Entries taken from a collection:
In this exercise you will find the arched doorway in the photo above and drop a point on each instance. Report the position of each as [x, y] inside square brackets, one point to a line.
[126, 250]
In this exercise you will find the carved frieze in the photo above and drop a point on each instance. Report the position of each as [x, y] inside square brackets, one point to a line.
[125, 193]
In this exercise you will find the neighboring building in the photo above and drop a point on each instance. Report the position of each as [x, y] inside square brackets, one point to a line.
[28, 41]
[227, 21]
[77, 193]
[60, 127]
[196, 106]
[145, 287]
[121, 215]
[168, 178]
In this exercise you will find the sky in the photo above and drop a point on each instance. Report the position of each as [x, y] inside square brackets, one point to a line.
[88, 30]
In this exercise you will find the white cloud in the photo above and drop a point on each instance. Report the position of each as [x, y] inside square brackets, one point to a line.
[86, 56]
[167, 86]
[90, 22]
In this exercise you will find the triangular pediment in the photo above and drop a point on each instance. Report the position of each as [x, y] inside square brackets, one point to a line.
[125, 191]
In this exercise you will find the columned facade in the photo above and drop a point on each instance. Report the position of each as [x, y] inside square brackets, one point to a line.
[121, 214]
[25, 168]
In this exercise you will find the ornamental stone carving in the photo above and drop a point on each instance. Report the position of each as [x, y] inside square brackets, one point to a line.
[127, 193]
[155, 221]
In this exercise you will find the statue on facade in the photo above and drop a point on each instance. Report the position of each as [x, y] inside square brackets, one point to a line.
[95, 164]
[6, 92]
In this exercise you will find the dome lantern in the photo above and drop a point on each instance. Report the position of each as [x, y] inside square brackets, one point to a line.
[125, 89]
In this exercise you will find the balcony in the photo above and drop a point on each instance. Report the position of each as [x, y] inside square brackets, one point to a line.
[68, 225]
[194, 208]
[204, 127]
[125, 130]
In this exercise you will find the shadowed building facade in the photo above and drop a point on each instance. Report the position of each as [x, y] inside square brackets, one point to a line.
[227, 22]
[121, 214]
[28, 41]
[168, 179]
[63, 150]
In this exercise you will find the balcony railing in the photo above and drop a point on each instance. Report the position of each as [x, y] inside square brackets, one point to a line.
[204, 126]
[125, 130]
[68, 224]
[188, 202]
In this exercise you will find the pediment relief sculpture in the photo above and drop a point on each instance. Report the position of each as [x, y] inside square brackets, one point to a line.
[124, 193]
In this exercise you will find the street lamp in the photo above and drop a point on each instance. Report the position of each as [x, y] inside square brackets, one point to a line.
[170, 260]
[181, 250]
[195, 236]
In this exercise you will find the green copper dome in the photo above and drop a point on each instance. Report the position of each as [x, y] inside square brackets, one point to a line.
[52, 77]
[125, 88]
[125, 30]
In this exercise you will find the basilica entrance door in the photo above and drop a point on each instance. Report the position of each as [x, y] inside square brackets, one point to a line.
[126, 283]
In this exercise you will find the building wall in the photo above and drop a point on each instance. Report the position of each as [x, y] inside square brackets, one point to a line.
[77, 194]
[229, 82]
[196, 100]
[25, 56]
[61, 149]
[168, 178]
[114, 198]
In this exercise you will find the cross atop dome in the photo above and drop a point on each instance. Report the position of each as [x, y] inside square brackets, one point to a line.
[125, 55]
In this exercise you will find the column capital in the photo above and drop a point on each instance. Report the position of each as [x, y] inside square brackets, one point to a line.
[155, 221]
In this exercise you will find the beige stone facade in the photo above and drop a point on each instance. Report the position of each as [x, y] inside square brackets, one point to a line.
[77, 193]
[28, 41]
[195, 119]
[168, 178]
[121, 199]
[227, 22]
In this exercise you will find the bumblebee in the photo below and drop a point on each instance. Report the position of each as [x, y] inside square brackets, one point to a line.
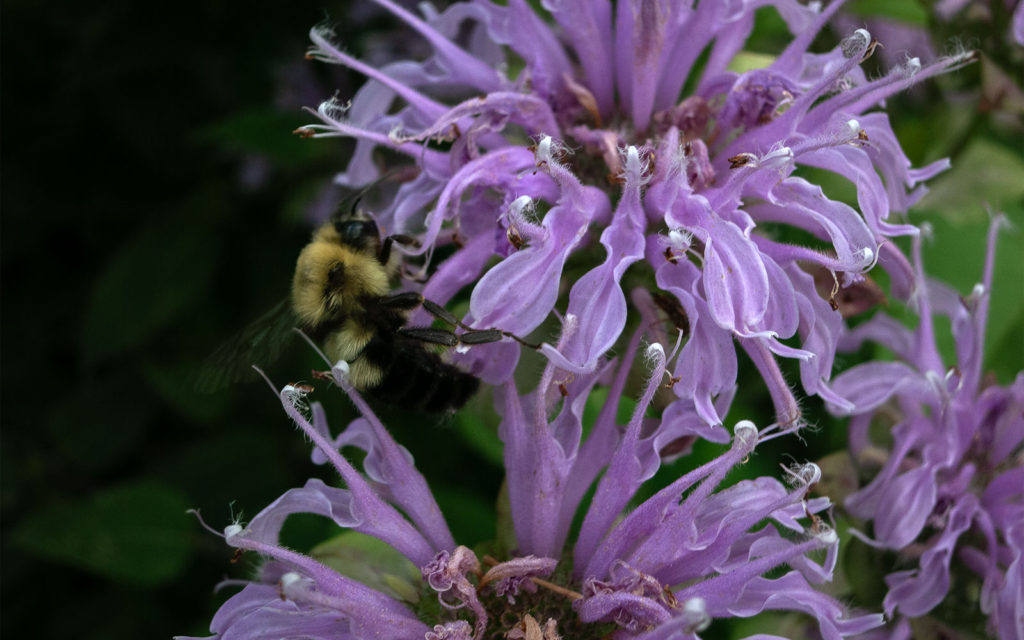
[342, 299]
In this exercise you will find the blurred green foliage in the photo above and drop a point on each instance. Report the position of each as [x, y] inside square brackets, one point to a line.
[154, 201]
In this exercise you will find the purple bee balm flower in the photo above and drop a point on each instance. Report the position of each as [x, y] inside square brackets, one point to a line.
[950, 494]
[663, 568]
[609, 157]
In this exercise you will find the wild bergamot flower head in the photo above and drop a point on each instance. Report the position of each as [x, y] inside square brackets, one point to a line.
[621, 129]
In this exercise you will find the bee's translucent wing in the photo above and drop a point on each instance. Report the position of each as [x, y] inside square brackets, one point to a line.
[260, 343]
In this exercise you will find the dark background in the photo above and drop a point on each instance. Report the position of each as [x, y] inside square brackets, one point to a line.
[154, 201]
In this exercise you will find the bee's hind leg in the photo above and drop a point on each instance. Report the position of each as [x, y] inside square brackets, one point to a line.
[433, 336]
[470, 335]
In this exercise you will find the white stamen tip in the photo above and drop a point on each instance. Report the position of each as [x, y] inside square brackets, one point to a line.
[679, 240]
[696, 610]
[634, 168]
[810, 473]
[745, 430]
[544, 150]
[828, 536]
[777, 158]
[523, 202]
[695, 605]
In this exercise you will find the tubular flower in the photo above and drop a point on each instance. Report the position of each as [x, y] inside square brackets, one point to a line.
[591, 143]
[949, 497]
[666, 568]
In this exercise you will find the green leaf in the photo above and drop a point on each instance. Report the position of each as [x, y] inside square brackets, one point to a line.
[136, 534]
[909, 11]
[749, 60]
[87, 429]
[372, 562]
[481, 437]
[954, 253]
[986, 174]
[145, 286]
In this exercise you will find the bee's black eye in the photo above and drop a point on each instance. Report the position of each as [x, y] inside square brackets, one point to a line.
[336, 275]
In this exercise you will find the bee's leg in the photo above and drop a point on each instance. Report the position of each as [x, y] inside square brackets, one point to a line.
[385, 253]
[480, 337]
[433, 336]
[472, 336]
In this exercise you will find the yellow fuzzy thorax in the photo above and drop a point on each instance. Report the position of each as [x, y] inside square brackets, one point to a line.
[314, 298]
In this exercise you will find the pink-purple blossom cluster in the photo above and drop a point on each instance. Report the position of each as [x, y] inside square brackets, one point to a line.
[547, 138]
[692, 178]
[950, 493]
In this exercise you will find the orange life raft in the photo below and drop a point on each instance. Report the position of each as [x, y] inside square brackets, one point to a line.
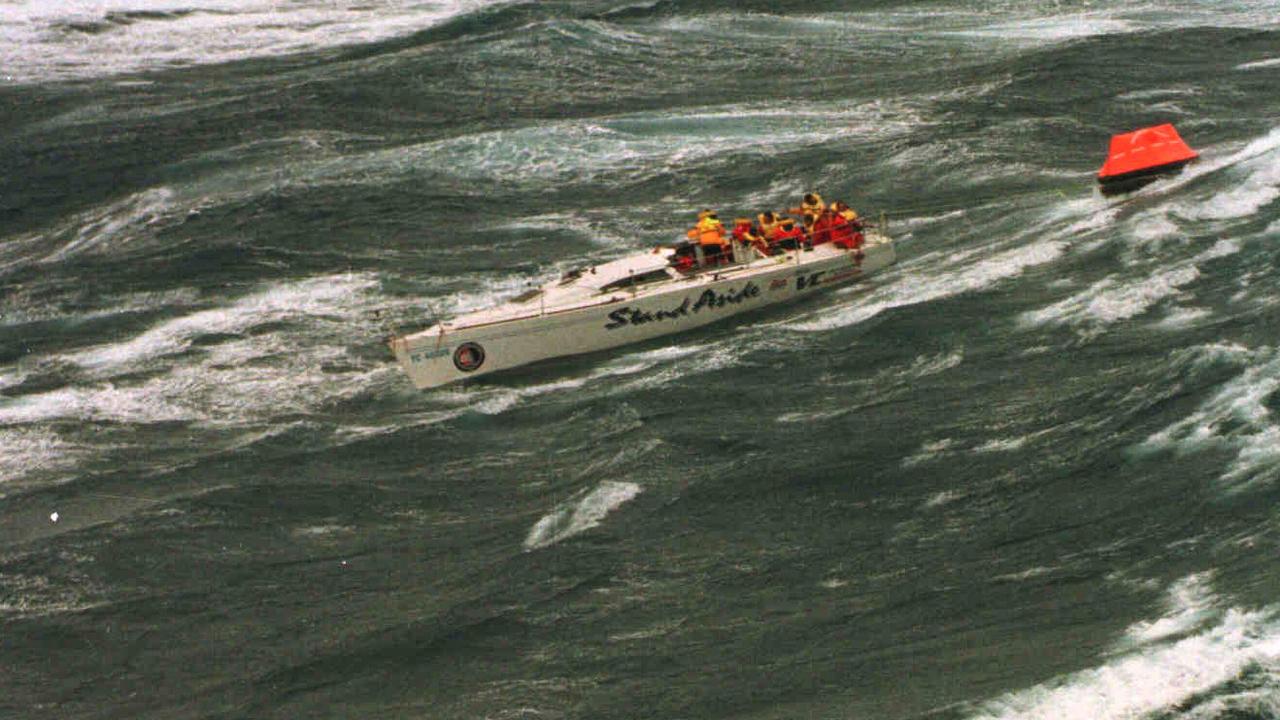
[1139, 156]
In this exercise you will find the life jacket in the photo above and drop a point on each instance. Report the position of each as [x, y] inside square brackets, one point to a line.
[823, 228]
[784, 235]
[816, 208]
[841, 232]
[767, 228]
[709, 231]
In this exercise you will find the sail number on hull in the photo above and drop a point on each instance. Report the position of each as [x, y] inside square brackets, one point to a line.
[708, 300]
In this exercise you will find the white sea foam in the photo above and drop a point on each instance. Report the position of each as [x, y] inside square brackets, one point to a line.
[33, 450]
[80, 39]
[1155, 674]
[233, 381]
[1111, 300]
[1260, 64]
[929, 451]
[580, 514]
[1002, 445]
[639, 145]
[1235, 419]
[1188, 605]
[1183, 318]
[284, 301]
[914, 288]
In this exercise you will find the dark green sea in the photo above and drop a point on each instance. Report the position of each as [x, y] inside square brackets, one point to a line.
[1029, 472]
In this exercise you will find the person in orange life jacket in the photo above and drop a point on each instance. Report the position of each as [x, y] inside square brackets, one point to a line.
[845, 227]
[746, 235]
[769, 224]
[709, 232]
[823, 227]
[848, 213]
[810, 204]
[789, 236]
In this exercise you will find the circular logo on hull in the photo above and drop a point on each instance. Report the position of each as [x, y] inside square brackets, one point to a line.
[469, 356]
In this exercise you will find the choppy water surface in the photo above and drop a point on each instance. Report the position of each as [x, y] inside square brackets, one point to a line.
[1029, 472]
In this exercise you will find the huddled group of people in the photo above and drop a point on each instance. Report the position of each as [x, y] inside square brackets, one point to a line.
[776, 232]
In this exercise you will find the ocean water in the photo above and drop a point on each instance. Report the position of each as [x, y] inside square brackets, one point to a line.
[1031, 472]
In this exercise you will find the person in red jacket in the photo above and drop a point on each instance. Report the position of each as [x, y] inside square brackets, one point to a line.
[846, 228]
[823, 228]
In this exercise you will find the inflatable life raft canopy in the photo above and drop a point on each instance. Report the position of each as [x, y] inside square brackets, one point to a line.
[1139, 156]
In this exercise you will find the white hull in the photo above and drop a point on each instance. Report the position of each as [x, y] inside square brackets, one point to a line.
[526, 332]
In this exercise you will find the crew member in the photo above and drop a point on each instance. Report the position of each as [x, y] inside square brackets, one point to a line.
[789, 236]
[810, 204]
[845, 228]
[769, 224]
[845, 212]
[823, 227]
[709, 232]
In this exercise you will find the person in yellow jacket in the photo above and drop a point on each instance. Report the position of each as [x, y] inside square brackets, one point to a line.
[709, 232]
[810, 204]
[844, 210]
[769, 223]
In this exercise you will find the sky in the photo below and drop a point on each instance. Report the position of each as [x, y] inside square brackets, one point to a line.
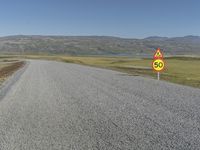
[122, 18]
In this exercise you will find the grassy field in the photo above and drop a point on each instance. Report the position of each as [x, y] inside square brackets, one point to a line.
[8, 67]
[181, 70]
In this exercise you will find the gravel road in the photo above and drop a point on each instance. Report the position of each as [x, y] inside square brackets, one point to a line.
[60, 106]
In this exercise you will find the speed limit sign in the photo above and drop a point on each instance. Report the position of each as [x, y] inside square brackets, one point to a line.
[158, 65]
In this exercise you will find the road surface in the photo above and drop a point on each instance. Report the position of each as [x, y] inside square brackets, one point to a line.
[60, 106]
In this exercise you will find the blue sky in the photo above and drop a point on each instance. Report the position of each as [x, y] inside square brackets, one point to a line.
[123, 18]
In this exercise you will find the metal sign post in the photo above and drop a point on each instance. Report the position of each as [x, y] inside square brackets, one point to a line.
[158, 63]
[158, 74]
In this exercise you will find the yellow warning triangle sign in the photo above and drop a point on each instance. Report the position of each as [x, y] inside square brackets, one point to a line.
[158, 54]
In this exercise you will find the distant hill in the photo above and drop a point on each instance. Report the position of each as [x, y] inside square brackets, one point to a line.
[99, 45]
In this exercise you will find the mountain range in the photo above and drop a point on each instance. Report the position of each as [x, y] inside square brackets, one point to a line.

- **SHORT EXERCISE**
Write out the rows above word for word, starting with the line that contains "In this exercise you will find the blue" and continuing through the final row, including both ends.

- **EXERCISE OUTPUT**
In this exercise you will find the blue sky in the photo above and drop a point on each instance. Report the position of each as [x, y] inside square brackets, one point to a line.
[123, 18]
In this exercise you will find the metal sign post in the photo above and drop a point on each instance. Report the position of each as [x, y] inside square brackets, one point to a line.
[158, 63]
[158, 74]
In this exercise you will find the yellow warning triangle sign in the photo above and drop a point on each instance. Report the position of each as [x, y] inside square brackets, one point to a line.
[158, 54]
In this exercise you will find the distant hill in the photo above and drop a point on each instance. Report the position of each as [x, y] inside square brackets, one point to a line.
[99, 45]
In this exercise you will find the mountain range in the photo above and drop a point on each instance. Report the position of each as [x, y] inside square brackets, one point to a line.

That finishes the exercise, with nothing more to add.